Bounding the Big Three currency fluctuations provides a looser equivalent of the fixed dollar-gold price that had anchored the Bretton Woods adjustable peg system. To be effective, the Big Three would have to intervene jointly in the forex market to keep exchange rate fluctuations within the target zone. With open capital markets they would also have to subordinate other monetary-fiscal policy goals to the task. But the ease with which rampaging capital flows broke up the 1987 Louvre target zone agreement and the
ERM makes clear that protecting a Big Three target zone from such rampages is essential. A global Tobin tax could not only perform this task, but could also substantially reduce the collective coordination of monetary-fiscal policies required to sustain the target zone.

Tobin’s proposal for an international agreement to tax forex transactions at a small, uniform rate offers a “market friendly” way of deterring capital market rampages.

Instead of pointy or round-headed bureacrats trying to screen out hot money flows under a direct capital controls system, the tax leaves the screening to the markets. Around 80% of the $1.5 trillion global forex transactions per trading day are legs of round trips of a week or less. Most relate to arbitraging and open speculating by currency dealing banks, investment houses, hedge funds and multinational corporations, seeking to profit by taking large short-term positions to exploit small, transitory margins. A small tax on all
forex transactions would cut heavily into these margins and return on capital. It would impact negligibly the return on capital from international trade and FDI, since these involve much longer round trips and much higher profit margins per round trip.

Moreover, the tax on trade and FDI forex transacting would be compensated by reduced exchange risk and hedging needs attendant on more stable Big Three cross-rates.

The tax would help stabilize exchange rates in two additional ways. The tax revenue would substantially increase the resources available to the monetary authorities to counter-speculate in the forex markets. And reducing currency arbitraging would lessen the macro-policy coordination needed to sustain the target zone arrangement. The last is because the tax widens the interest rate differentials across currencies required to make arbitraging profitable. Indeed, the increased scope that the tax would provide national economies to implement full employment and other welfare goals without being immediately sandbagged by anticipatory capital flight is what originally motivated Tobin to propose the tax. By slowing the reaction speed of the globalized financial markets, the tax would allow welfare oriented policies more time to manifest results.
The tax effects vary non-linearly with the size of the tax, the response elasticities, and enforcement leakages. A recent set of conference papers sponsored by the United Nations Development Programme (UNDP) produced some converging of views concerning each of these three effects [Ul Haque et al. eds.1996]
  1. A tax of 0.1% on global forex transactions applied to the 1998 volume would produce between $180 and $220 billion revenue per annum, and a one-time drop of forex volume of from 13% to 49%, the variation reflecting different assumptions about pretax transaction costs and response elasticities.14 Almost all would impact short-term trading. For arbitraging strategies involving round trips each trading day the annualized tax would be 48%, while for international trade involving a 90 day financial trip, the annualized tax would be 0.8%
  2. Universal agreement would not be necessary to implement the tax. The U.K., the U.S., Euroland and Japan account for around 80% of global forex turnover. Bringing in Switzerland, Singapore and Hong Kong would raise the coverage to 91%. The remaining countries could be brought on board in one fell swoop by making joining a prerequisite for IMF loans.

(Point annotation data)
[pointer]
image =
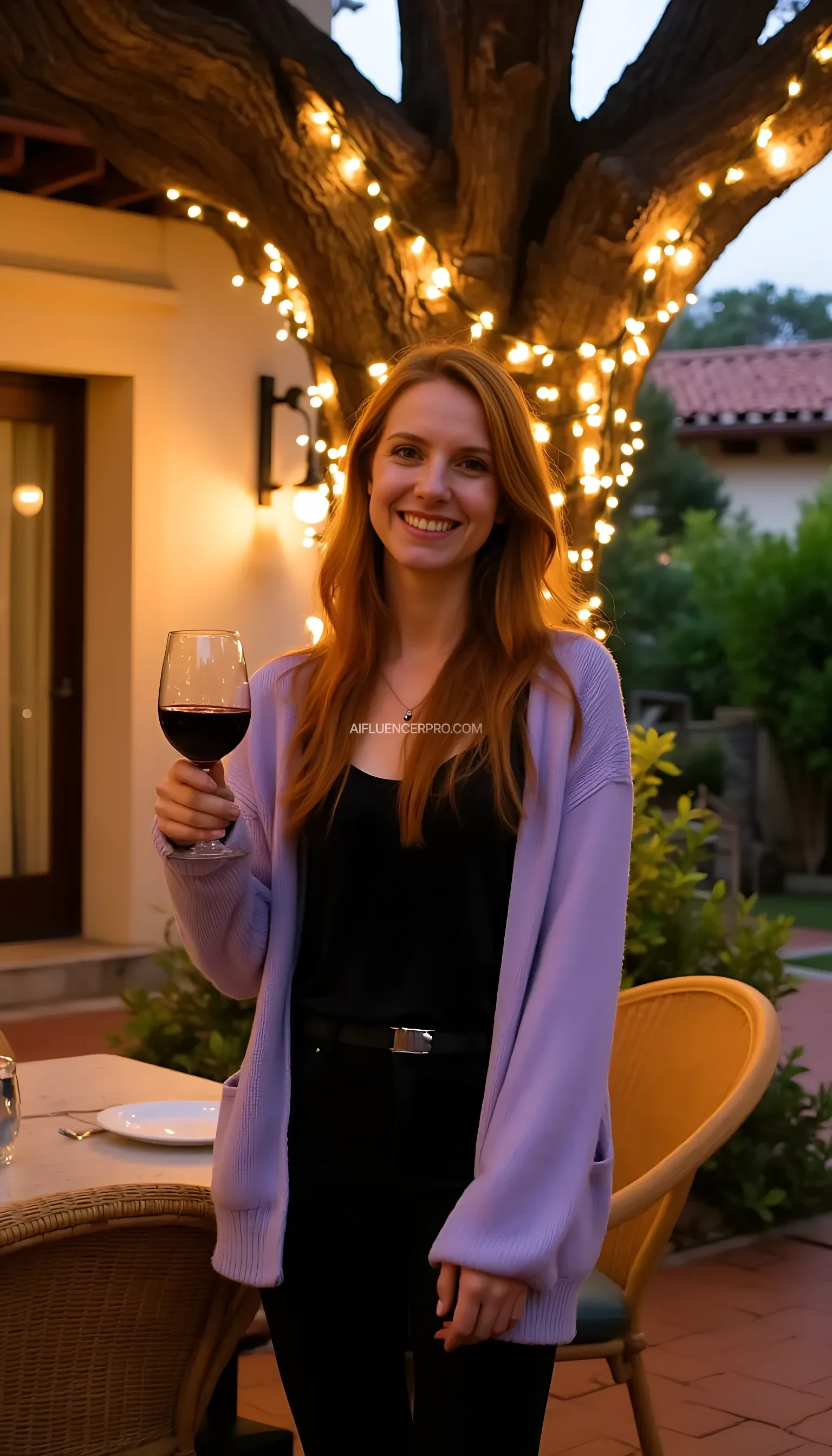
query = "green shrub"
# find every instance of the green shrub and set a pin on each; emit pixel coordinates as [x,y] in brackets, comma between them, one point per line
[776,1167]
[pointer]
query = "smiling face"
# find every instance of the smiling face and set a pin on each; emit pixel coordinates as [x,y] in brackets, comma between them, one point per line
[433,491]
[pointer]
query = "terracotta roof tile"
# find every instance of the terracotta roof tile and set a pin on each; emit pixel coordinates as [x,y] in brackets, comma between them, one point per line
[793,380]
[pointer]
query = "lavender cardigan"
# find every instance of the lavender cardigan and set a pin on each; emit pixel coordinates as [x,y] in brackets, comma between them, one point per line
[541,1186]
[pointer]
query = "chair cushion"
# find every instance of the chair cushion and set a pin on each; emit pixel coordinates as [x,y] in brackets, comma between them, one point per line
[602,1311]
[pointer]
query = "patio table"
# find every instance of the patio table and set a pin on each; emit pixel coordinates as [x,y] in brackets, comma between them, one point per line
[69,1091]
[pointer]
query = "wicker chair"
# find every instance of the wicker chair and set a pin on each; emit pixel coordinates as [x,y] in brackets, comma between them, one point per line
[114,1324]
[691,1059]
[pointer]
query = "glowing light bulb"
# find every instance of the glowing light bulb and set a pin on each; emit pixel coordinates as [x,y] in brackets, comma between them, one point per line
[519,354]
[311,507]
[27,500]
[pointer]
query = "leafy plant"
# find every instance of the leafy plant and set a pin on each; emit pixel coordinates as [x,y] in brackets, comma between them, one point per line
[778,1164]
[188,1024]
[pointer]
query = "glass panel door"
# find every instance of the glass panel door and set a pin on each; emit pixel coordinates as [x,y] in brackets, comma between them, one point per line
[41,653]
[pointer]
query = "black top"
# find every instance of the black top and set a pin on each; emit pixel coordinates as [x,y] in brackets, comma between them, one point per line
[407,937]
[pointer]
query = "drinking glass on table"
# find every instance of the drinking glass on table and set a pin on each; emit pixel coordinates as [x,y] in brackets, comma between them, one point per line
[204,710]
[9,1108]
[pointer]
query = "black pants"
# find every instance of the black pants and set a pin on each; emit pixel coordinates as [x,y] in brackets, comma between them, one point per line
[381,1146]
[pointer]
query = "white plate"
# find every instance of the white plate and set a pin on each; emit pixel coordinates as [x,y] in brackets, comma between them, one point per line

Jobs:
1/ According to the source text, what share of global forex turnover do the U.K., the U.S., Euroland and Japan account for?
2/ Gather every line of the records that contains the string "smiling".

In response:
1/ Around 80%.

2/
query = "smiling face"
# find every instance of the smiling face and set a pin on each; emit pixel coordinates as [x,y] in brackets, comma between them, one point per line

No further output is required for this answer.